Set problem>
Output unchanged the lines below from the one containing "Practice. For this step, pick out the town" through the one containing "point(111, 99)", including both of those lines.

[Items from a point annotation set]
⁂

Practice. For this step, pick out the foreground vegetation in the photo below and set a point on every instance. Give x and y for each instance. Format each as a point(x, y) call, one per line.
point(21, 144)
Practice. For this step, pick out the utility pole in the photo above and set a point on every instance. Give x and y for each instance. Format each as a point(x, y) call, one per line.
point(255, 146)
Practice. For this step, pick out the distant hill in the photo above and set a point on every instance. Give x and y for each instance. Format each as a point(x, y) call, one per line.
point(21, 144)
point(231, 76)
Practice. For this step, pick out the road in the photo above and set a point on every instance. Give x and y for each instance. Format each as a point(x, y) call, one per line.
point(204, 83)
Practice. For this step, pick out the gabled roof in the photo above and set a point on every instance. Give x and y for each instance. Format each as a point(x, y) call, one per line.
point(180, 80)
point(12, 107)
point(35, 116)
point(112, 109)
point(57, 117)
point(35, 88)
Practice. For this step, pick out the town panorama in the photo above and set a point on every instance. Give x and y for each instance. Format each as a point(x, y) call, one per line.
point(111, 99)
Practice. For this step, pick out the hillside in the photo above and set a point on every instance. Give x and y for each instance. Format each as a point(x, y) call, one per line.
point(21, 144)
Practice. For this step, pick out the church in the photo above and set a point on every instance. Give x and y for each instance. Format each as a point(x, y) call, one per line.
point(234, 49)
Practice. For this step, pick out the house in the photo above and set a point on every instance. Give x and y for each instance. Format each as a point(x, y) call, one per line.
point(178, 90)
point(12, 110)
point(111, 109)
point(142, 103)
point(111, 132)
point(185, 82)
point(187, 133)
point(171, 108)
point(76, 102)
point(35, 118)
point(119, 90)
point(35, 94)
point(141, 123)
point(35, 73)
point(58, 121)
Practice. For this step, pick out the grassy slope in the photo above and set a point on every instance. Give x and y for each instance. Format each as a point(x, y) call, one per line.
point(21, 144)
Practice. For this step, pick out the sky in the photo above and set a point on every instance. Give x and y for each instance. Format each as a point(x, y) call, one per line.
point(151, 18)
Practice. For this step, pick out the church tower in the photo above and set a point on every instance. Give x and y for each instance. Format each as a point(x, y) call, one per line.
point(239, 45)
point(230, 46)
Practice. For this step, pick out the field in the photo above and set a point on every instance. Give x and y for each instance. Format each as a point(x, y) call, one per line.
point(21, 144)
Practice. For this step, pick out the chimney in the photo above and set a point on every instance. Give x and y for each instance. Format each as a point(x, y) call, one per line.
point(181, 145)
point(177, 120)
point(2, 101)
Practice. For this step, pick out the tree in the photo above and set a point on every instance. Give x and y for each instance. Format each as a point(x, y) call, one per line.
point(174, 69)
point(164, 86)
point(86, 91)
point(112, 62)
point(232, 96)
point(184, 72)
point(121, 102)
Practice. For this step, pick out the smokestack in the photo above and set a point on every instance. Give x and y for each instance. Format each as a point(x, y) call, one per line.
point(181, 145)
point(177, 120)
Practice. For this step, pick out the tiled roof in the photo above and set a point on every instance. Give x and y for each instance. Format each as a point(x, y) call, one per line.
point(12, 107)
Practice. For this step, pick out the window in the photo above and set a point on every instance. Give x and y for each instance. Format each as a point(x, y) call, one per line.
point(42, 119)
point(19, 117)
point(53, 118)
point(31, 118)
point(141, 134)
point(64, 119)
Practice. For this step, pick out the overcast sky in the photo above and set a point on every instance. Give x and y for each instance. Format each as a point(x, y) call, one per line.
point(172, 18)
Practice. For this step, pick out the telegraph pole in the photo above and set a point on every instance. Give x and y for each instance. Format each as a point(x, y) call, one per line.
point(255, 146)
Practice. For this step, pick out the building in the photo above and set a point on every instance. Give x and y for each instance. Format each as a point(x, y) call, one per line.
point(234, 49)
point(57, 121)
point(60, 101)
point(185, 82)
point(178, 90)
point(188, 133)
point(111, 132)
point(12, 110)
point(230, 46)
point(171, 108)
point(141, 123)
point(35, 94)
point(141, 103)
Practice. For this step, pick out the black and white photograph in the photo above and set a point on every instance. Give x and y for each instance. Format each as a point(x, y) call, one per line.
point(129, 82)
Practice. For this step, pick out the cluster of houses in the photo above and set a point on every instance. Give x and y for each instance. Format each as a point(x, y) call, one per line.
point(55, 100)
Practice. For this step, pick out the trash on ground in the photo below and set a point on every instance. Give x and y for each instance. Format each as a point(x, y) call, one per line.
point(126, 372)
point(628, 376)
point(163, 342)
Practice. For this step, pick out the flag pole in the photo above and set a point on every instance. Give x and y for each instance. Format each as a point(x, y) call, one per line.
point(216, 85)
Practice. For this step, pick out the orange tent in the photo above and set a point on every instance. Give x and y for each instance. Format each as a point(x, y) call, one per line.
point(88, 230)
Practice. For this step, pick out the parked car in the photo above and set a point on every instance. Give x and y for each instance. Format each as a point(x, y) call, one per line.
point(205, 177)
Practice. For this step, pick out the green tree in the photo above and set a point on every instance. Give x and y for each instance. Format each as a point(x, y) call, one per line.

⁂

Task result>
Practice. For this step, pick out the town panorama in the photo above and set a point on every instance. Give x and y for each instance. Format each as a point(x, y) call, one per line.
point(111, 99)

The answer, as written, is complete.